• _Text extract_
# The New Linode Cloud: SSDs, Double RAM & much more



## Hxxx (Apr 17, 2014)

Saw this in Linode Blog:

----

 

The New Linode Cloud: SSDs, Double RAM & much more

April 17, 2014 10:00 am
Over the last year, and very feverishly over the past five months, we’ve been working on a really big project: a revamp of the Linode plans and our hardware and network – something we have a long history of doing over our past 11 years. But this time it’s like no other. These upgrades represent a $45MM investment, a huge amount of R&D, and some exciting changes.

SSDs
Linodes are now SSD. This is not a hybrid solution – it’s fully native SSD servers using battery-backed hardware RAID. No spinning rust! And, no consumer SSDs either – we’re using only reliable, insanely fast, datacenter-grade SSDs that won’t slow down over time. These suckers are not cheap.

40 Gbps Network
Each and every Linode host server is now connected via 40 Gbps of redundant connectivity into our core network, which itself now has an aggregate bandwidth of 160 Gbps. Linodes themselves can receive up to 40 Gbps of inbound bandwidth, and our plans now go up to 10 Gbps outbound bandwidth.

Processors
Linodes will now receive Intel’s latest high-end Ivy Bridge E5-2680.v2 full-power server-grade processors.

New Plans
We’ve doubled the RAM on all Linode plans! We’ve also aligned compute and outbound bandwidth with the cost of each plan.

In other words, the number of vCPUs you get increases as you go through the plans. And on the networking side, Linodes are now on a 40 Gbit link, with outbound bandwidth that also increases through the plans. Inbound traffic is still free and restricted only by link speed (40 Gbps).

• _Problems to work on_
[a] Answer these from the post about the new Linode cloud:
(i) How large an investment do the upgrades represent?
(ii) What is the aggregate bandwidth of the core network?
(iii) Which processors will Linodes now receive?
[b] Copy out the part of the post about the new Linode cloud starting at "## Hxxx (Apr" and ending at "some exciting changes.".

• _Data section_
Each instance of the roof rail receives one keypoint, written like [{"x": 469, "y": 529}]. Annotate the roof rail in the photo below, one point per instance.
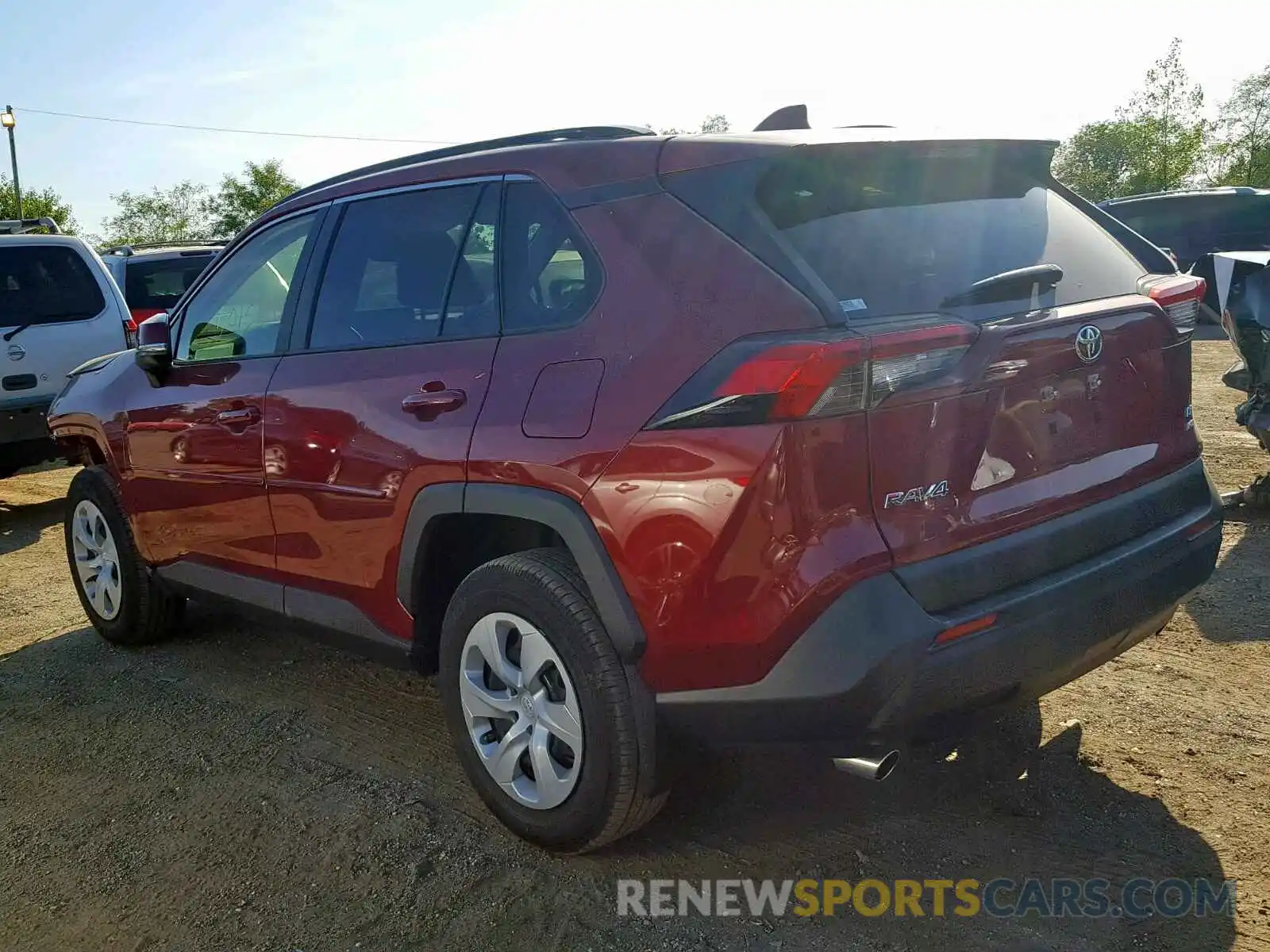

• _Response list_
[a]
(i) $45MM
(ii) 160 Gbps
(iii) Intel's Ivy Bridge E5-2680.v2 full-power server-grade processors

[b]
## Hxxx (Apr 17, 2014)

Saw this in Linode Blog:

----

 

The New Linode Cloud: SSDs, Double RAM & much more

April 17, 2014 10:00 am
Over the last year, and very feverishly over the past five months, we’ve been working on a really big project: a revamp of the Linode plans and our hardware and network – something we have a long history of doing over our past 11 years. But this time it’s like no other. These upgrades represent a $45MM investment, a huge amount of R&D, and some exciting changes.